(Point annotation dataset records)
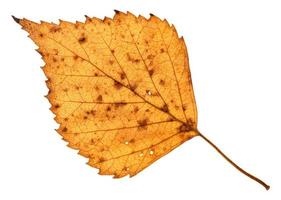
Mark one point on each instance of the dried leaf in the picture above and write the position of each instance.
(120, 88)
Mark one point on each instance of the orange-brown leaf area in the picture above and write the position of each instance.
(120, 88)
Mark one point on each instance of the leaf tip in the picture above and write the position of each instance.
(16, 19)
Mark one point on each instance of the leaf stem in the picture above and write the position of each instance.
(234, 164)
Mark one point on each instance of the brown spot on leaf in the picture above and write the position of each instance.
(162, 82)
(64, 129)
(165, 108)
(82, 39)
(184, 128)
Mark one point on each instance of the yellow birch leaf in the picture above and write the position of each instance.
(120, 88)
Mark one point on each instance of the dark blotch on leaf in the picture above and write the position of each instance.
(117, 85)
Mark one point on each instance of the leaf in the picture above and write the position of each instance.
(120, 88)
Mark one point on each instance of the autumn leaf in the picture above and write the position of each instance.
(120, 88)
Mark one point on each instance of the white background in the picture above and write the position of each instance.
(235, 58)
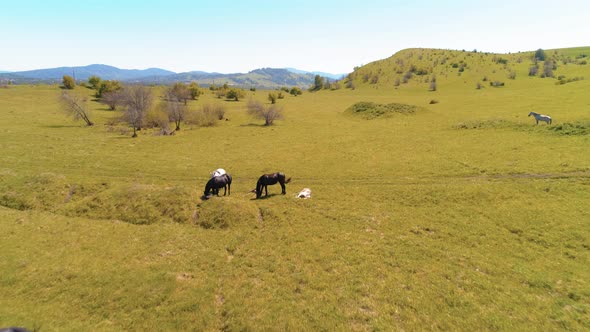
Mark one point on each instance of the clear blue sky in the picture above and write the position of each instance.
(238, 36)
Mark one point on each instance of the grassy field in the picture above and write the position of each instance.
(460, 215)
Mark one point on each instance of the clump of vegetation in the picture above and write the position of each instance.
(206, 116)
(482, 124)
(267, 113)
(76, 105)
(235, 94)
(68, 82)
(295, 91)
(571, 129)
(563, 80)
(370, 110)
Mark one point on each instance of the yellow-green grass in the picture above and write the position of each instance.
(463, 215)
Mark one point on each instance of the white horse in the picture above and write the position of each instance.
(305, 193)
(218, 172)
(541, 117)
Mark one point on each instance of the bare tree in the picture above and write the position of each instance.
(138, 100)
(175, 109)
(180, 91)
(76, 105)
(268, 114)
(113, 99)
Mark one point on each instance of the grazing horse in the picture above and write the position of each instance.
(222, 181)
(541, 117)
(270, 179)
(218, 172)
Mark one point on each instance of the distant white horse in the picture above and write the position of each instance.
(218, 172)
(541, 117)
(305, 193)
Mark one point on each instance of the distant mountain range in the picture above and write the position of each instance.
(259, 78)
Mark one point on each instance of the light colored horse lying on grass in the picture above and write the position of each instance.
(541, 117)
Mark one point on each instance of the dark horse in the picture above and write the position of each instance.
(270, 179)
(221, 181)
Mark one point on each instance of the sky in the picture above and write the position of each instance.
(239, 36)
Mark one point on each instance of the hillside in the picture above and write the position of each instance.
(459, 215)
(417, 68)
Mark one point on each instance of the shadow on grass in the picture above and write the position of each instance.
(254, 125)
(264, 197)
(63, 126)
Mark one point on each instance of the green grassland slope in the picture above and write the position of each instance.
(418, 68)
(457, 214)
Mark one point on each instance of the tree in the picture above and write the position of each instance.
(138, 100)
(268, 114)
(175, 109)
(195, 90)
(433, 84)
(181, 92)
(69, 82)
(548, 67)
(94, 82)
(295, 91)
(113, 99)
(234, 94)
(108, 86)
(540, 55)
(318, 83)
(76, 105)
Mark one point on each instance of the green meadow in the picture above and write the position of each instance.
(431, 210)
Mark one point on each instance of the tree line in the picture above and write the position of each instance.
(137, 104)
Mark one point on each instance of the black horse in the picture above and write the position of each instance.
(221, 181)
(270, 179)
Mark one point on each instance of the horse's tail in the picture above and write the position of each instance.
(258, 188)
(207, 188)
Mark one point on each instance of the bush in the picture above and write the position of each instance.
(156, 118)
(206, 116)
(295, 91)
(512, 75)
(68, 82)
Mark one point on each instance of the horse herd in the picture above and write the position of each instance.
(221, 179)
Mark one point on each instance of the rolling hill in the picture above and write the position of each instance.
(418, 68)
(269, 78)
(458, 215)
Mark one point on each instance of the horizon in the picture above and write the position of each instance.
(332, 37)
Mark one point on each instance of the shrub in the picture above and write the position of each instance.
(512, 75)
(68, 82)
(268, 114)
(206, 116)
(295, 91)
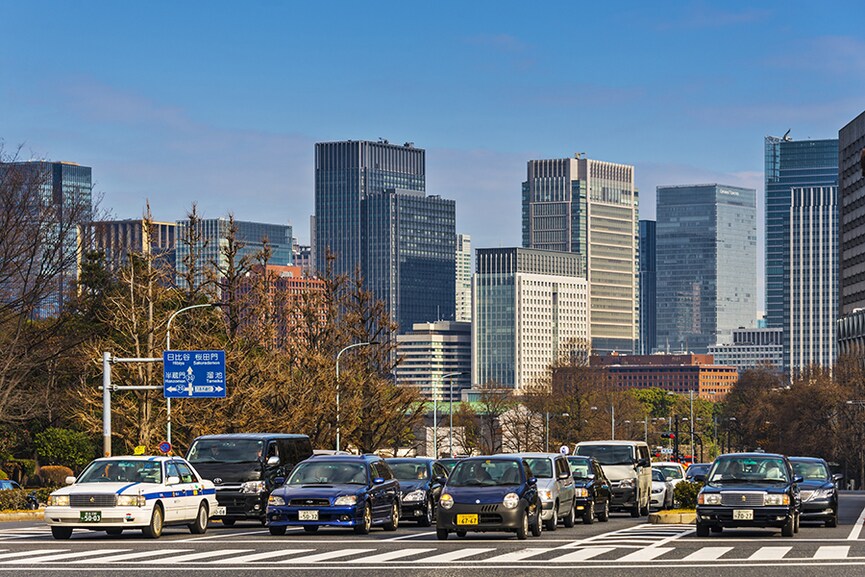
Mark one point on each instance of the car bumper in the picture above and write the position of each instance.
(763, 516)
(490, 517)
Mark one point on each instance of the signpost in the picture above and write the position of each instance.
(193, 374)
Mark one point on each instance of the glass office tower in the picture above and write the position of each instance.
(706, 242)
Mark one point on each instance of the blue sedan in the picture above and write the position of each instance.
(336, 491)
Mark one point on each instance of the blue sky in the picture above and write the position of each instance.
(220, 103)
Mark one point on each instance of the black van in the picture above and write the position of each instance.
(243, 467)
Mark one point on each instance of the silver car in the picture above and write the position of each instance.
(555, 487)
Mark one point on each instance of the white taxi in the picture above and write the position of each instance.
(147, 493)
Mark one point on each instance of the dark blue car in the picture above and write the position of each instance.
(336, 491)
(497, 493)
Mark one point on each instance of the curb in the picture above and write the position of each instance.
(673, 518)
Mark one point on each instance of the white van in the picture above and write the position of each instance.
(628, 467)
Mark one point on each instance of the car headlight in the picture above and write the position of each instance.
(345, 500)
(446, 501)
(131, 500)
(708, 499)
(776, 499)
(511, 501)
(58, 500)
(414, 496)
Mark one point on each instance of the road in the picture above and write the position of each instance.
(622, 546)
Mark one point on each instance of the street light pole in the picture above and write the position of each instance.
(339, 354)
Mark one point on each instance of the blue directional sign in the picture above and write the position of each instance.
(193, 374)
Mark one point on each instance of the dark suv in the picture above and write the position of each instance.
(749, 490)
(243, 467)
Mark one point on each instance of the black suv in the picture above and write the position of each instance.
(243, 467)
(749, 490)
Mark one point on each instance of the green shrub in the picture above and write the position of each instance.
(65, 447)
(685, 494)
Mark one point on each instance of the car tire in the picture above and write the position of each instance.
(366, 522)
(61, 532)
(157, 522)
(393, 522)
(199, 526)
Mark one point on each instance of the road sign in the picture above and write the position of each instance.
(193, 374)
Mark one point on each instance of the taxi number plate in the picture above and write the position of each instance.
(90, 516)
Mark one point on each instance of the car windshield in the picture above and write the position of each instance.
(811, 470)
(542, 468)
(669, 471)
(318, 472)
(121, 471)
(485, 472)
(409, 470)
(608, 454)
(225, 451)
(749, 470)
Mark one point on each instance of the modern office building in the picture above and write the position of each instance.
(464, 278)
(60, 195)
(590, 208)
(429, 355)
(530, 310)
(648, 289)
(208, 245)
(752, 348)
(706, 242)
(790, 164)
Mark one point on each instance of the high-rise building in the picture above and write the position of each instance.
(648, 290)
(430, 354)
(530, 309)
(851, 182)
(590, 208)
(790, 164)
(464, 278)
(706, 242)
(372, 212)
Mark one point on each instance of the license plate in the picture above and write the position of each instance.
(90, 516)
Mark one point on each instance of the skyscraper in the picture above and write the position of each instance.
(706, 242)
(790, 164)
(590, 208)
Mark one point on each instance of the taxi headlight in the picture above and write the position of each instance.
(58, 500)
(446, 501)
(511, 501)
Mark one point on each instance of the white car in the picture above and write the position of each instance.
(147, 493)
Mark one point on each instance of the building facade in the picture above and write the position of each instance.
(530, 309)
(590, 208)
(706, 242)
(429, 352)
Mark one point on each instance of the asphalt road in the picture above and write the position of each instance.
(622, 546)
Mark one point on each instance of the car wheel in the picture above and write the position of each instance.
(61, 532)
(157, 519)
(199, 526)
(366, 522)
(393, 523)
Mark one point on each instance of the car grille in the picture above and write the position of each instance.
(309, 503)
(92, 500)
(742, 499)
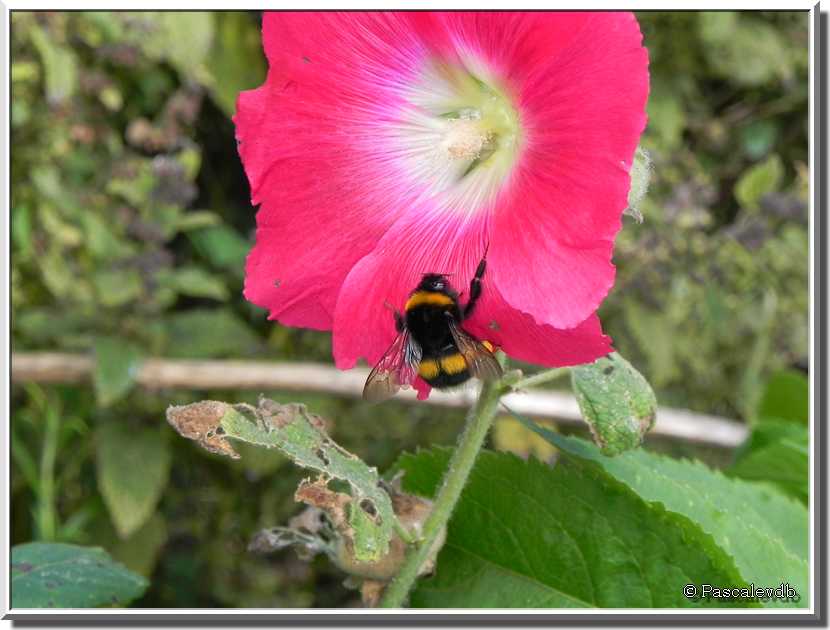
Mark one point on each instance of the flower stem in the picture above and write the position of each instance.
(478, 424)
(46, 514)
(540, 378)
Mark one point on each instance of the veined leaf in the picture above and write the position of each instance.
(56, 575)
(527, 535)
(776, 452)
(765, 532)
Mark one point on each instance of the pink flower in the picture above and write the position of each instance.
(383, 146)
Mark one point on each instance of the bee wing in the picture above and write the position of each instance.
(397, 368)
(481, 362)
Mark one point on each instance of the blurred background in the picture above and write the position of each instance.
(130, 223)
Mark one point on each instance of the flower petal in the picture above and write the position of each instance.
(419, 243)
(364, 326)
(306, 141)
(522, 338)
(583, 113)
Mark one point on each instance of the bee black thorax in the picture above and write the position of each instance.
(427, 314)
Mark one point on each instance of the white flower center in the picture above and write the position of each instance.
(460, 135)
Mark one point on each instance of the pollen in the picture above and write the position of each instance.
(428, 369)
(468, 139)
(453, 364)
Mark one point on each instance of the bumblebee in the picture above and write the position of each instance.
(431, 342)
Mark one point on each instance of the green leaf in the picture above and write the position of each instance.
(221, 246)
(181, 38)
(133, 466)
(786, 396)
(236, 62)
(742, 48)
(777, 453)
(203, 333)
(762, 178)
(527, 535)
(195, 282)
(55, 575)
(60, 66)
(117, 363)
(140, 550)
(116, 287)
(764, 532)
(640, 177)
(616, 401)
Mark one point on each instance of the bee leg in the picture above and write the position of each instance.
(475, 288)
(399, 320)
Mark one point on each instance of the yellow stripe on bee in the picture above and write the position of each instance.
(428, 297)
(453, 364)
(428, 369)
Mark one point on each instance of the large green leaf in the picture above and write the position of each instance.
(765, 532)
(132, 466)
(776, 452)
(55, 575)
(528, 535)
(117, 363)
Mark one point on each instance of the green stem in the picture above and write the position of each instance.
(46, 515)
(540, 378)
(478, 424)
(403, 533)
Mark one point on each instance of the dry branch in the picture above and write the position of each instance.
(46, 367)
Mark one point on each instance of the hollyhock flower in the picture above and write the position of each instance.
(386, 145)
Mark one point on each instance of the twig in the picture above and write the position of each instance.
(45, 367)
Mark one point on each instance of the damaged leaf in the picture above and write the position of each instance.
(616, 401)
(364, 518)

◆ JOB ◆
Give back exactly the lines running from the line containing "Mark one point on each instance of the green stem" through the end of the material above, both included, and nothing beyond them.

◆ OUTPUT OF THE EXERCISE ◆
Mark one point on each instance of the green stem in the picture above and write the position of each instance.
(46, 515)
(540, 378)
(478, 424)
(403, 533)
Mark one point on each instance of the dry branch in the picture above and write the position of each instance.
(46, 367)
Mark one point on each instance of the hollyhock flower in the picture above and write the position of each instance.
(386, 145)
Mark one point on each instance of the twig in the picture above and write the position of each instance.
(45, 367)
Mark one point on each instance of the damaged leaf in the picture above and write the position of each instance.
(616, 401)
(364, 518)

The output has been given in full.